# Exercise objective
In your copy, leave out the pictures; write out all the data exactly.

■ ■ ■ ■

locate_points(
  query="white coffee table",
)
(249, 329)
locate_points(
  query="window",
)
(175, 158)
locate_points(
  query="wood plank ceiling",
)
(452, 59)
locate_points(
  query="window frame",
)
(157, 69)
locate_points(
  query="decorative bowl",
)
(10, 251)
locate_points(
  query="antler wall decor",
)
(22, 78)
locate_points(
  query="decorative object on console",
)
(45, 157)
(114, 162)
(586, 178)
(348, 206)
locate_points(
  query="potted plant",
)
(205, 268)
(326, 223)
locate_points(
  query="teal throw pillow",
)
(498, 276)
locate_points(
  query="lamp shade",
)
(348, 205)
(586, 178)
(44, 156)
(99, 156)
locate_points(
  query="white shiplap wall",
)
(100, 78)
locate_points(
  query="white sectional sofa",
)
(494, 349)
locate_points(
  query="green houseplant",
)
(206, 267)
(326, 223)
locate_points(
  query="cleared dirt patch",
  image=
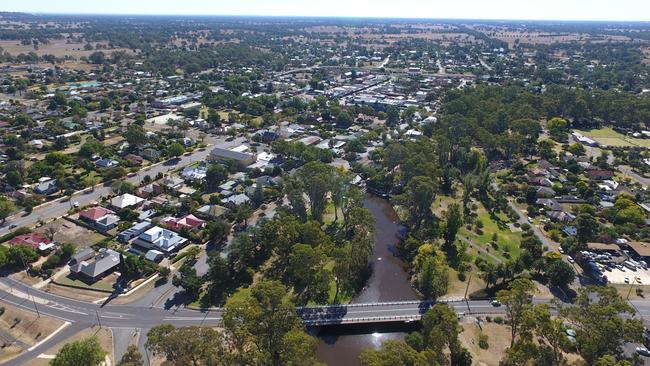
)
(20, 328)
(104, 336)
(68, 232)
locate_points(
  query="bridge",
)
(385, 312)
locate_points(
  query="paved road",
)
(127, 318)
(60, 207)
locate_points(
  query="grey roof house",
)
(93, 269)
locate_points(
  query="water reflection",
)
(389, 282)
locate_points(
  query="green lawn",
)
(507, 241)
(99, 285)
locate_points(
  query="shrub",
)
(462, 276)
(482, 341)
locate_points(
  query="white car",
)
(643, 351)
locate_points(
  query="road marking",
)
(49, 336)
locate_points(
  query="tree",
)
(344, 120)
(557, 127)
(433, 278)
(307, 273)
(21, 255)
(298, 349)
(315, 178)
(215, 175)
(394, 352)
(97, 58)
(604, 322)
(189, 281)
(587, 227)
(392, 116)
(419, 195)
(560, 273)
(175, 150)
(259, 325)
(91, 180)
(84, 352)
(132, 357)
(135, 135)
(219, 278)
(517, 300)
(453, 222)
(218, 230)
(187, 346)
(6, 208)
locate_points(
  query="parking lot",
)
(617, 276)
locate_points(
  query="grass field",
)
(609, 137)
(507, 241)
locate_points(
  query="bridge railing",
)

■ ■ ■ ■

# Exercise result
locate_points(
  query="white coffee table",
)
(249, 329)
locate_points(
  query="window",
)
(175, 158)
locate_points(
  query="wood plank ceiling",
)
(452, 59)
locate_points(
  query="window frame",
)
(157, 69)
locate_points(
  query="decorative bowl",
)
(10, 251)
locate_points(
  query="antler wall decor",
)
(22, 78)
locate_points(
  query="decorative object on console",
)
(45, 157)
(114, 162)
(586, 178)
(348, 206)
locate_points(
  query="potted plant",
)
(205, 268)
(326, 223)
locate_points(
  query="teal throw pillow",
)
(498, 276)
locate_points(
  query="lamp shade",
)
(348, 205)
(586, 178)
(44, 156)
(99, 156)
locate_points(
  query="white shiplap wall",
)
(100, 78)
locate_points(
  query="white sectional sofa",
)
(494, 349)
locate_points(
  query="green houseplant",
)
(206, 267)
(326, 223)
locate_points(
  query="cleared dirt patch",
  image=
)
(20, 328)
(104, 336)
(68, 232)
locate_points(
  query="bridge",
)
(385, 312)
locate_points(
  query="paved road",
)
(127, 318)
(60, 207)
locate_points(
  query="grey roof house",
)
(93, 269)
locate_points(
  query="water reflection",
)
(389, 282)
locate_points(
  query="green lawn",
)
(507, 241)
(99, 285)
locate_points(
  query="shrub",
)
(462, 276)
(482, 341)
locate_points(
  query="white car",
)
(643, 351)
locate_points(
  query="road marking",
)
(49, 336)
locate_points(
  query="tree",
)
(344, 120)
(557, 127)
(433, 278)
(307, 273)
(21, 255)
(298, 349)
(315, 178)
(215, 175)
(394, 352)
(97, 58)
(604, 322)
(189, 281)
(587, 227)
(392, 116)
(419, 195)
(560, 273)
(175, 150)
(259, 325)
(91, 180)
(84, 352)
(132, 357)
(135, 135)
(219, 278)
(517, 300)
(453, 222)
(218, 230)
(187, 346)
(6, 208)
locate_points(
  query="parking lot",
)
(617, 276)
locate_points(
  query="grass field",
)
(609, 137)
(507, 241)
locate_points(
  query="bridge railing",
)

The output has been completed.